WHAT IS ASKED: Retype the records word for word, starting at the very first line and stopping after the line that contains "[[364, 119]]".

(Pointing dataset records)
--------------------

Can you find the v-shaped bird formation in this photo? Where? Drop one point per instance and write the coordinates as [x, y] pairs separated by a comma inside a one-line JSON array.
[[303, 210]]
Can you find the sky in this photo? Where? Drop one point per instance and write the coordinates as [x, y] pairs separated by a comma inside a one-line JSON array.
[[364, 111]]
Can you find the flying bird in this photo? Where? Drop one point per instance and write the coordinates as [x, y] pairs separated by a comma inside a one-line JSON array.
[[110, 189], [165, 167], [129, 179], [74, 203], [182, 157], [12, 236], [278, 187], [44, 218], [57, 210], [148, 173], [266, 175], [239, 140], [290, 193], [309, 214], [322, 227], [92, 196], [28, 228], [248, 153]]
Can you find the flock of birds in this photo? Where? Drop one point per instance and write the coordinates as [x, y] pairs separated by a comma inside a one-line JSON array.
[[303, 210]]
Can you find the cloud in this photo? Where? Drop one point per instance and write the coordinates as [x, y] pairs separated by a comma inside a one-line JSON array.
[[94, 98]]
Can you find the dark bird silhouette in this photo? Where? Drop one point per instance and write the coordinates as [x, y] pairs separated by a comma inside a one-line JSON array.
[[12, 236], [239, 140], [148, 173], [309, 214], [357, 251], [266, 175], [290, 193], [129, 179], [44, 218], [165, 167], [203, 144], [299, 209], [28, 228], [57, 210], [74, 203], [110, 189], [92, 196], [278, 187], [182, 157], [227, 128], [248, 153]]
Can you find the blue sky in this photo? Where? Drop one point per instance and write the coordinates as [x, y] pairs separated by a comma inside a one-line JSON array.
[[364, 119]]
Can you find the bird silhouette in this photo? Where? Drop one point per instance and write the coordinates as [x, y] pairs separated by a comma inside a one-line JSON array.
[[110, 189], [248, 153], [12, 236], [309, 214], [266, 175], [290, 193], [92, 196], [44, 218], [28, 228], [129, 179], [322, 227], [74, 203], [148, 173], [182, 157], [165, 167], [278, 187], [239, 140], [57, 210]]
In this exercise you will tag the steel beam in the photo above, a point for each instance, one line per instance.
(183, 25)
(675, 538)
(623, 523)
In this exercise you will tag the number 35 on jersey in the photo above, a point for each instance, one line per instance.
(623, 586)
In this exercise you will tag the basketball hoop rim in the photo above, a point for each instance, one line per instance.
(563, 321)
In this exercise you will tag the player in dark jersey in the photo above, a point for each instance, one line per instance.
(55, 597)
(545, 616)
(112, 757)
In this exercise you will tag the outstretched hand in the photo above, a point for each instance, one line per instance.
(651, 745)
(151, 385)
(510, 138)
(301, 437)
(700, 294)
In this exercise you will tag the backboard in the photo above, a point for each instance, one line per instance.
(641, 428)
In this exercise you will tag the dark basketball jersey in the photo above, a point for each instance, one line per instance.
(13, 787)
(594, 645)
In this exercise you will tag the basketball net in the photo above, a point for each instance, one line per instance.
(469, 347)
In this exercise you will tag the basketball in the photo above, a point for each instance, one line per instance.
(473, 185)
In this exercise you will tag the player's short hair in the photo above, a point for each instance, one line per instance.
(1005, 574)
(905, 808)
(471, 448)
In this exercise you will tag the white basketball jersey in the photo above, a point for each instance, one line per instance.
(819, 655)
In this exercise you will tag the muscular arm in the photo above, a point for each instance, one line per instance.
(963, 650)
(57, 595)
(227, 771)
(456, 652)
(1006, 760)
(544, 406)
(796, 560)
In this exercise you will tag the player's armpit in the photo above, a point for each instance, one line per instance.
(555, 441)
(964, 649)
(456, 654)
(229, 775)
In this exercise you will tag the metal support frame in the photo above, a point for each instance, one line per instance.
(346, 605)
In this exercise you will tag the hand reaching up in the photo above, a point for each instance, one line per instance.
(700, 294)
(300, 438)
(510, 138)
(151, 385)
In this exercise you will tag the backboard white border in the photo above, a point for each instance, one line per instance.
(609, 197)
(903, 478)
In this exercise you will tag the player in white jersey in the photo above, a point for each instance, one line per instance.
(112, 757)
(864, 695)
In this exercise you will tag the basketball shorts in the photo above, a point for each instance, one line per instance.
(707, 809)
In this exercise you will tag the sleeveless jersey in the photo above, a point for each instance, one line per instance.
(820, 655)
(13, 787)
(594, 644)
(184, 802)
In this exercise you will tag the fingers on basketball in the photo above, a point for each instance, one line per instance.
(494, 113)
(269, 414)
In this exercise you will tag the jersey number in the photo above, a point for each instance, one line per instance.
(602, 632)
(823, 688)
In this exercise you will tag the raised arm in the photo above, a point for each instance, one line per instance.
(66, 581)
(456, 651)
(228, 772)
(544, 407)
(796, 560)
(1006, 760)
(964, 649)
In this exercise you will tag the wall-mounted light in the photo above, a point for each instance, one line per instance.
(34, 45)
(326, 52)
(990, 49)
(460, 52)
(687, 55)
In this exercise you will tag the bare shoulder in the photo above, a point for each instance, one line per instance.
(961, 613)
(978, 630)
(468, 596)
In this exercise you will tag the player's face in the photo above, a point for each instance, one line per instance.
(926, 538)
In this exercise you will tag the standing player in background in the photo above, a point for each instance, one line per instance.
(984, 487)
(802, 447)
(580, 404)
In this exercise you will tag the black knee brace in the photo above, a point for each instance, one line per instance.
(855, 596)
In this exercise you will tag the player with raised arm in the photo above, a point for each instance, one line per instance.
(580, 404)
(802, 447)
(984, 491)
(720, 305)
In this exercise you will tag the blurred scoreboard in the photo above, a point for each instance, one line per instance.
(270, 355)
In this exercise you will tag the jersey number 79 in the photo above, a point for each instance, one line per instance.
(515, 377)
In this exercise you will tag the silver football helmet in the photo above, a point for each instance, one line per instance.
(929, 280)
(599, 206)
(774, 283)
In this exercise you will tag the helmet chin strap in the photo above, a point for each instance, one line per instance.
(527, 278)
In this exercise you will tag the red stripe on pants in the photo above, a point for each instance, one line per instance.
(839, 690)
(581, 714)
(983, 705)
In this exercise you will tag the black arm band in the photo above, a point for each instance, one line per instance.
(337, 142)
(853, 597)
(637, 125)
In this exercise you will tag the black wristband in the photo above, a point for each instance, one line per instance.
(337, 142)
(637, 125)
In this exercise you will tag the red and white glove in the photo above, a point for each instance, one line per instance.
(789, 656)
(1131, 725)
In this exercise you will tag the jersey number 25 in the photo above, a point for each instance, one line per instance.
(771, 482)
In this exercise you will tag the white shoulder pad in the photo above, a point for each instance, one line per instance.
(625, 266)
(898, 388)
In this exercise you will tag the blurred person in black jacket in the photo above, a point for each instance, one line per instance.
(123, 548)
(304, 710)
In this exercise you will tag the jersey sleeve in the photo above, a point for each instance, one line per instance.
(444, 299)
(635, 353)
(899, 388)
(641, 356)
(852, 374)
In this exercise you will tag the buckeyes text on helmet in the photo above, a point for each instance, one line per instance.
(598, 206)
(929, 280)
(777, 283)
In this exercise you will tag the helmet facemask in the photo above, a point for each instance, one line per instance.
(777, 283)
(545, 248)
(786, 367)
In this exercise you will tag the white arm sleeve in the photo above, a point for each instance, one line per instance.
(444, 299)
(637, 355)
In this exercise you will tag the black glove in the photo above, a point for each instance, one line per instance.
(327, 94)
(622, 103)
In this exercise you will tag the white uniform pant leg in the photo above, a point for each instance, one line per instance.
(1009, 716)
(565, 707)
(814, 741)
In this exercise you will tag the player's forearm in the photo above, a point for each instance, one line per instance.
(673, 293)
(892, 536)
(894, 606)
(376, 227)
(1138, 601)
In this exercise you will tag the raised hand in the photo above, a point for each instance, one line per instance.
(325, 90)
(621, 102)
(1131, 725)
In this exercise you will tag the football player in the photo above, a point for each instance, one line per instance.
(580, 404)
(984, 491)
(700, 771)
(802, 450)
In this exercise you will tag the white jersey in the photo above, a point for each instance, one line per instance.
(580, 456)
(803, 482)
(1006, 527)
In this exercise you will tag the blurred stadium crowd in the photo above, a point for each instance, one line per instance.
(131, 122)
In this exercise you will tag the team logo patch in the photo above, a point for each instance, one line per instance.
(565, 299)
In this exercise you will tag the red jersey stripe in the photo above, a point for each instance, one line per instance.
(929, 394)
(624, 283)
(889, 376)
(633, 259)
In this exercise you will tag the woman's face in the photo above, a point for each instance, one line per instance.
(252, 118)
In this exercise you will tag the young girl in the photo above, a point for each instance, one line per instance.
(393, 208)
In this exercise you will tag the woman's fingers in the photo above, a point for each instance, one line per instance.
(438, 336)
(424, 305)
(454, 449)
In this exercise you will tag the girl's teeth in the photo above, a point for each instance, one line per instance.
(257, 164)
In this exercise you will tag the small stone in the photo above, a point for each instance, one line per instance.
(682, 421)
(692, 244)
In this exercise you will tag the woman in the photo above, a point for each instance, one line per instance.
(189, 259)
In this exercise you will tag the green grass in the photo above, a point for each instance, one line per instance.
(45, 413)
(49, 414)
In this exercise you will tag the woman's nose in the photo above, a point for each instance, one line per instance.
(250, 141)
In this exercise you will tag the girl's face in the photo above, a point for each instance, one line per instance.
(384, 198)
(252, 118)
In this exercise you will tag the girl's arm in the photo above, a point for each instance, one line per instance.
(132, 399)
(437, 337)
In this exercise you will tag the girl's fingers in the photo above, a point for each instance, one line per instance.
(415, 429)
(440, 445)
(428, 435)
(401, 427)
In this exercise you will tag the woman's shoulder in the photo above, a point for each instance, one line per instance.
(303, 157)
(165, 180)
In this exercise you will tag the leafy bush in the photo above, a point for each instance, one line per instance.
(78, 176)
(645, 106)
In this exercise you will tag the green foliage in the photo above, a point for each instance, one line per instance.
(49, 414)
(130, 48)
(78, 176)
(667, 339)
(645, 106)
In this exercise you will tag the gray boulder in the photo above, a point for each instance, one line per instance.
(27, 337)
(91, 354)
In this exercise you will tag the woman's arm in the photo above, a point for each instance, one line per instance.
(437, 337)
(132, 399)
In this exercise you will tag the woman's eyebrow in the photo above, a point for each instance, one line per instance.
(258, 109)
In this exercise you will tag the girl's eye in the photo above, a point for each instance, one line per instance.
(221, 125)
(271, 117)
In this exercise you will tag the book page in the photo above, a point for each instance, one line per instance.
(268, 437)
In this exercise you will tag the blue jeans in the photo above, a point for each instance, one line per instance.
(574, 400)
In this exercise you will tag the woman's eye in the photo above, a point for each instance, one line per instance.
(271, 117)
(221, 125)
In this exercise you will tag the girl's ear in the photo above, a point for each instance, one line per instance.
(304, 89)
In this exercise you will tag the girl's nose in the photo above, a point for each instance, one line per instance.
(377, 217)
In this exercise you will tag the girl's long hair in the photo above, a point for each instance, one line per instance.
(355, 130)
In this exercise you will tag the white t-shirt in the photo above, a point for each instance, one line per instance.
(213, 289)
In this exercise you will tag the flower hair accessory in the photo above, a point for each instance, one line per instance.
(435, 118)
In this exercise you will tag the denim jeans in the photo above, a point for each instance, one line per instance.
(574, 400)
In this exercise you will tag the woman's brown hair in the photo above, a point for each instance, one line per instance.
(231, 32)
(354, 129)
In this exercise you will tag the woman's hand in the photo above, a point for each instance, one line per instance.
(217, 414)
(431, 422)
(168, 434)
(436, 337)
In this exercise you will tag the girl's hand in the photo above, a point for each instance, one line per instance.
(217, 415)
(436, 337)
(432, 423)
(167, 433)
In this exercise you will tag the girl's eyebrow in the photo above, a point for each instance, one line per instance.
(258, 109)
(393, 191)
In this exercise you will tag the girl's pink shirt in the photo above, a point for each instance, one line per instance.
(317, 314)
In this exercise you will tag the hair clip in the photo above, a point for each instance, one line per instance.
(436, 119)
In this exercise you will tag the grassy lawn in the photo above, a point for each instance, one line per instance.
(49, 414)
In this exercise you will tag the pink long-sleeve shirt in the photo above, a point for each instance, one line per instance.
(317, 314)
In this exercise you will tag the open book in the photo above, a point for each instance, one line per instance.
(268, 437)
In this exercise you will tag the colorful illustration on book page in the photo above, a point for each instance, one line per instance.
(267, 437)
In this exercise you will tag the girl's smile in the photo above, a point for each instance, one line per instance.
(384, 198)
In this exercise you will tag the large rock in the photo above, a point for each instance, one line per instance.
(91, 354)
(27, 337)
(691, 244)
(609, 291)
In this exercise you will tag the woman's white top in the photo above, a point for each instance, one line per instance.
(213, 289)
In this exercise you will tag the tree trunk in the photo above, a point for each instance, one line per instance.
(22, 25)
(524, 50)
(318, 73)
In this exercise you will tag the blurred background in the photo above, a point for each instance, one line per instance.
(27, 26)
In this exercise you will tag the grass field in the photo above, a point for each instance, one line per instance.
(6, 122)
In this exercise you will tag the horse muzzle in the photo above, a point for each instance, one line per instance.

--------------------

CORRECT RESULT:
Can you find the v-shaped bird formation in this photo? Where? Drop one point per instance and write the coordinates as [x, y] pairs separated by a comma inside a one-line JSON array.
[[303, 210]]
Can you find the sky in this photo? Where? Drop one point per instance and write the coordinates as [x, y] pairs separated by a comma inside a one-line JSON array.
[[364, 111]]
Can you find the flying bird in this photo? Where? Drop one point per instance and write the coordinates as [x, y] pairs separated by a comma inside a one-line JSON array.
[[110, 189], [165, 167], [129, 179], [74, 203], [182, 157], [12, 236], [278, 187], [44, 218], [57, 210], [148, 173], [266, 175], [239, 140], [290, 193], [309, 214], [322, 227], [92, 196], [28, 228], [248, 153]]
Can you find the flock of birds in this photo? Where? Drop one point per instance and write the coordinates as [x, y] pairs separated by a comma inside a one-line JSON array.
[[303, 210]]
Can you find the cloud in this photo? Where? Drop one point per instance and write the coordinates as [x, y] pairs separated by a comma inside a one-line JSON array.
[[94, 98]]
Can you find the dark bird silhouette in this photo? Where? Drop one point per instance and write the coordinates as [x, y] pairs separated by a comma inside a one-line JSON array.
[[12, 236], [239, 140], [148, 173], [309, 214], [357, 251], [266, 175], [290, 193], [129, 179], [44, 218], [165, 167], [203, 144], [299, 209], [28, 228], [57, 210], [74, 203], [110, 189], [92, 196], [278, 187], [182, 157], [227, 128], [248, 153]]
Can you find the blue sky in this photo? Where? Drop one point per instance and write the coordinates as [x, y] pairs separated by a comma inside a one-line JSON array.
[[364, 119]]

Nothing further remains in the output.